SUPPLIED TEXT:
__________
As cuts loom, what can climate finance do better?

In February, we brought together more than 50 non-governmental climate finance experts from across the globe to consider the challenges of accessing climate finance. Their conclusions will inform the UK’s upcoming Climate and Development Ministerial Event; including the group’s proposed definition for the purpose of climate finance:

  • Strengthen institutional capabilities
  • Enable experimentation, and
  • Influence wider finance.

If adopted, this definition would force change: bilaterals and multilaterals would need to reconsider their success criteria and results frameworks.

They would also have to develop greater tolerance for risk; doing so would enable countries to experiment in how their development pathways need to change and develop ways to incentivise change across the whole of society.

The definition challenges climate finance to prioritise direct access to global climate funds and to mandate international intermediaries to mentor national institutions, ultimately to make their own role redundant. More widely, investing behind the principles for locally led adaptation can guide effective climate finance reform.

Importantly, the workshop proposed that at least half of all international public climate finance should prioritise adaptation (PDF), to offset preferences for potentially more profitable mitigation objectives.
__________
DATA SHOWN:
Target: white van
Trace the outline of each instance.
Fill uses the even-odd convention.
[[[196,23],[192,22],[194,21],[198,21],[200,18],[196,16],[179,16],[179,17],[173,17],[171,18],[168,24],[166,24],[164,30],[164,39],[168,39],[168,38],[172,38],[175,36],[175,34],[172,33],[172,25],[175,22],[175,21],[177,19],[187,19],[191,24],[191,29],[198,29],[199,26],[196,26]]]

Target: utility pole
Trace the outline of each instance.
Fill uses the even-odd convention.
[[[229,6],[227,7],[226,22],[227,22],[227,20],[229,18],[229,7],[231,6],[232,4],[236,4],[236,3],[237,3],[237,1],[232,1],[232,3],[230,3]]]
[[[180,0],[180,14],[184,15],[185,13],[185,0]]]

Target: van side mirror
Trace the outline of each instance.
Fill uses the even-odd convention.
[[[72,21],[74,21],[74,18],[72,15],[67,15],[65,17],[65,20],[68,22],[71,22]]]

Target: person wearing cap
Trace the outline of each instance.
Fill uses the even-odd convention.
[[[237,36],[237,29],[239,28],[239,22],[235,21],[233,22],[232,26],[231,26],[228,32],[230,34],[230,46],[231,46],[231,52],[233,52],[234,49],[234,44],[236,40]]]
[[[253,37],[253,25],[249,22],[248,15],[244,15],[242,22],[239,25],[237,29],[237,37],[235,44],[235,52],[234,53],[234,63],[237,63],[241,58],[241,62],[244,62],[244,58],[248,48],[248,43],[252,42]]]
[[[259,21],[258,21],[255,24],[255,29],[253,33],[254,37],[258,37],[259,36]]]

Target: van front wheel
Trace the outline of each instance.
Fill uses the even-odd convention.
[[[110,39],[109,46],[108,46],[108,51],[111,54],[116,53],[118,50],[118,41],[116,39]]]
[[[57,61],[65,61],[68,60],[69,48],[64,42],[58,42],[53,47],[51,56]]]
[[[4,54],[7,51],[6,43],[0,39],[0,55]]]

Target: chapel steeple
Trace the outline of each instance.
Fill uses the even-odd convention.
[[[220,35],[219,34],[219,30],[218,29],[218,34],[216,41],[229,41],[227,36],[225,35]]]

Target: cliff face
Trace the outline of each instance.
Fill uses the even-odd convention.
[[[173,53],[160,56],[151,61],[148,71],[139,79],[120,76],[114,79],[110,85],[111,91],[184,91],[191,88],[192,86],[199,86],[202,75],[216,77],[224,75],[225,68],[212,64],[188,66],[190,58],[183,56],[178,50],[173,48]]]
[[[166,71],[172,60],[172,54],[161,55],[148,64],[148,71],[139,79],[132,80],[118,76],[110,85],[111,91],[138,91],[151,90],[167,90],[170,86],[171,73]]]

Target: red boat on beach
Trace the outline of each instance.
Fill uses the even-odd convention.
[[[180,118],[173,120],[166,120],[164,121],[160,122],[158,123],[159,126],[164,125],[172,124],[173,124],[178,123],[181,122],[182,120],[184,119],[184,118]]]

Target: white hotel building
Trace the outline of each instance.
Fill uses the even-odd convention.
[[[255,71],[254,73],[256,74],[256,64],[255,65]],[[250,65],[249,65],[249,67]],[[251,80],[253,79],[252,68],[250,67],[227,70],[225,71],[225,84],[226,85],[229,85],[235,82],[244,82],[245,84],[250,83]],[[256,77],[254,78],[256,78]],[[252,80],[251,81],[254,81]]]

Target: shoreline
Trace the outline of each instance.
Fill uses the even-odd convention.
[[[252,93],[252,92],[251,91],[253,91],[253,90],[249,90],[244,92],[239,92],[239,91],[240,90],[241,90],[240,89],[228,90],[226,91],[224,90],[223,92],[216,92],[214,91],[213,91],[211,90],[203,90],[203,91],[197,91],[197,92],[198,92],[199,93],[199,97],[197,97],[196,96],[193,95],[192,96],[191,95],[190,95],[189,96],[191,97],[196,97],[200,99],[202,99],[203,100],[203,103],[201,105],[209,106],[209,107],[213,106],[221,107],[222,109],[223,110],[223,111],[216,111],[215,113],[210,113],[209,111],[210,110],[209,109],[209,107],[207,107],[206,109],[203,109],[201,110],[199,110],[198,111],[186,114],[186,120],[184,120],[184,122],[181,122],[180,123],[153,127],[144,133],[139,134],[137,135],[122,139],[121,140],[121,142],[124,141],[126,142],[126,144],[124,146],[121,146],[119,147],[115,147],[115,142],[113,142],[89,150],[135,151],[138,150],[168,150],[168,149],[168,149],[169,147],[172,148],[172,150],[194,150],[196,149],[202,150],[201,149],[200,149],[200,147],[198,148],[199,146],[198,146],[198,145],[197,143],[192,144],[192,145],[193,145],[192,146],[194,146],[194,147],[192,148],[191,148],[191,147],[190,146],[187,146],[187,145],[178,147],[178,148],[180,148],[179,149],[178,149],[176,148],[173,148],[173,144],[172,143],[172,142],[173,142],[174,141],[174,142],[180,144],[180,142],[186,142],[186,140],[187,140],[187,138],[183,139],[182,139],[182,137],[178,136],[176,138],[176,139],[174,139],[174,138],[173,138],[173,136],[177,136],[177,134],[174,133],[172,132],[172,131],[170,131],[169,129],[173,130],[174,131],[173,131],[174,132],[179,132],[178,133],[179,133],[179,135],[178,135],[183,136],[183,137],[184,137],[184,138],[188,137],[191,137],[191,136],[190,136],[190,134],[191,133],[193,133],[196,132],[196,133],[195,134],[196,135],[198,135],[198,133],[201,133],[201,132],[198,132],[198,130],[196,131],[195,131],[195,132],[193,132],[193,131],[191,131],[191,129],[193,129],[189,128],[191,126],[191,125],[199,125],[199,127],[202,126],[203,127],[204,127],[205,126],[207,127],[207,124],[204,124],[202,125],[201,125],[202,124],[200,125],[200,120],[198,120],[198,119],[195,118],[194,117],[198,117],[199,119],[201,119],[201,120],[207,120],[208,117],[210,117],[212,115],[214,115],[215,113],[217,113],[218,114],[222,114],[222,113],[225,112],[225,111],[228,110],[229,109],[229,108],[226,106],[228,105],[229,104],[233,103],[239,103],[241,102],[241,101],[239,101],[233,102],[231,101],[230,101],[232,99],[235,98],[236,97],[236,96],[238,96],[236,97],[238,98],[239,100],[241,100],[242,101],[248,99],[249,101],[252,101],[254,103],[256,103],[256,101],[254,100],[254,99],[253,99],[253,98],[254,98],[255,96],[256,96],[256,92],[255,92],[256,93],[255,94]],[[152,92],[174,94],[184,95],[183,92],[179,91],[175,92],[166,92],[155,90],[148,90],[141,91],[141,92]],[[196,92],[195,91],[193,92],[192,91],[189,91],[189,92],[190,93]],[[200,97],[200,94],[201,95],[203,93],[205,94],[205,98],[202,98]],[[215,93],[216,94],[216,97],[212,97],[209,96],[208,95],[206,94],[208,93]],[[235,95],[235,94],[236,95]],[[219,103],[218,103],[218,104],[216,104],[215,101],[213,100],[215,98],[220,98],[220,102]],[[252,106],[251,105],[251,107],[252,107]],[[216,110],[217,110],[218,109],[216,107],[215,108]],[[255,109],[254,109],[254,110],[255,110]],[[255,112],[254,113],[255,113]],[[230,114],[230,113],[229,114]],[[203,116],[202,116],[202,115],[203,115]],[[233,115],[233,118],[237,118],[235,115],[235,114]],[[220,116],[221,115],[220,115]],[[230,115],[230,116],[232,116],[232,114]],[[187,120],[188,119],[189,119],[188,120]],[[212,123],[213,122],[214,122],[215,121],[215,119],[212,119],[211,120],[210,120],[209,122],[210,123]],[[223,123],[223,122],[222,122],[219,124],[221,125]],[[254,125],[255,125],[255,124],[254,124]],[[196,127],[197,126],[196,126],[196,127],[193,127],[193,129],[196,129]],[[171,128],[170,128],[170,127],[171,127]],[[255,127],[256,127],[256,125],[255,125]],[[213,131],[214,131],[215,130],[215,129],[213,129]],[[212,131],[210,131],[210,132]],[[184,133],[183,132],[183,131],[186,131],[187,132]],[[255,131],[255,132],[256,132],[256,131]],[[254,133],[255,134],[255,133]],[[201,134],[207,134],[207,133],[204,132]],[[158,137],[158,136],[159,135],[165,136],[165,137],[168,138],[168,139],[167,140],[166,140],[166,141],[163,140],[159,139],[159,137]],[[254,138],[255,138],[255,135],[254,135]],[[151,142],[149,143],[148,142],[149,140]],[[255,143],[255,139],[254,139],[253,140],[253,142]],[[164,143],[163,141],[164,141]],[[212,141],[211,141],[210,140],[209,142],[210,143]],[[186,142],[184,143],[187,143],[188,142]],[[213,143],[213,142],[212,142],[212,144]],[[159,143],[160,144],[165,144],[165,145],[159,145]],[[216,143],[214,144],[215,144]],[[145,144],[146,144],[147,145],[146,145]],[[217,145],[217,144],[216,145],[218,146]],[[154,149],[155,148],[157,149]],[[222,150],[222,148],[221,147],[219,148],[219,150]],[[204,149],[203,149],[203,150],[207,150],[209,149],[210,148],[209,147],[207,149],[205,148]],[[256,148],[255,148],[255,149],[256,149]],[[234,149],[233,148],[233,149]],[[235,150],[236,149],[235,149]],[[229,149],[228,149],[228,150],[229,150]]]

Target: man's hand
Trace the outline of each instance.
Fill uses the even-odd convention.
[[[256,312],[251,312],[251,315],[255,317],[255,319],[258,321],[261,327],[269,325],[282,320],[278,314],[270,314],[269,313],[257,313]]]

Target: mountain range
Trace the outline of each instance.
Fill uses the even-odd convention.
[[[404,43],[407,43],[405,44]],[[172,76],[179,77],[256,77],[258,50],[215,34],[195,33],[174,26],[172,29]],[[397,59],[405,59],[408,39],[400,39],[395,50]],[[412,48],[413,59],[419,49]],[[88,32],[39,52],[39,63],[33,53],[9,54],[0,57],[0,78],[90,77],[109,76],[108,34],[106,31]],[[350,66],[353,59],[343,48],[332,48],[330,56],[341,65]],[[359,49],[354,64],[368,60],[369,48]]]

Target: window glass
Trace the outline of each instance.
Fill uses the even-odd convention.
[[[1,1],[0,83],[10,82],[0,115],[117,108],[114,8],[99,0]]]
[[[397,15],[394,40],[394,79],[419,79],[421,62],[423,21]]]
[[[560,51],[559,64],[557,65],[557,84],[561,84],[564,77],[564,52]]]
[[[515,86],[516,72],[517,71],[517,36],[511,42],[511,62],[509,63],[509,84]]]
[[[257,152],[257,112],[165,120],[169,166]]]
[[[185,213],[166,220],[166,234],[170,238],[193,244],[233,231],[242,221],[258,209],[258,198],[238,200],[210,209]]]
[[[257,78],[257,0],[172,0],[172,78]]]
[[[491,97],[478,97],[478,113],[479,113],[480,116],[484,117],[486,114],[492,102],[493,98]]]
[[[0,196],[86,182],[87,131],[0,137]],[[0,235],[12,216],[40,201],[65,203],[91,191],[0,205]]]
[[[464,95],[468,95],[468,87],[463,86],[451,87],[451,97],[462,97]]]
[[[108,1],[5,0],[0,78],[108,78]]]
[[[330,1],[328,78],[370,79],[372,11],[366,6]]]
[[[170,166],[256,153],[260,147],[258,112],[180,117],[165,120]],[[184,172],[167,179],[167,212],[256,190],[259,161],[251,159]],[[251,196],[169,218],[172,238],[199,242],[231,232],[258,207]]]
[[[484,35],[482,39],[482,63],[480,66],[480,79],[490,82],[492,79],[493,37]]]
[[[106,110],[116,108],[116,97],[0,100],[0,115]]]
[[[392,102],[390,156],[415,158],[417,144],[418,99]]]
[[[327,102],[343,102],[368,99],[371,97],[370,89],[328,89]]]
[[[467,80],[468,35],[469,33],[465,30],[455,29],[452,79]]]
__________
TASK DIRECTIONS:
According to the climate finance text, what share of all international public climate finance did the workshop propose should prioritize adaptation?

YOUR SOLUTION:
At least half.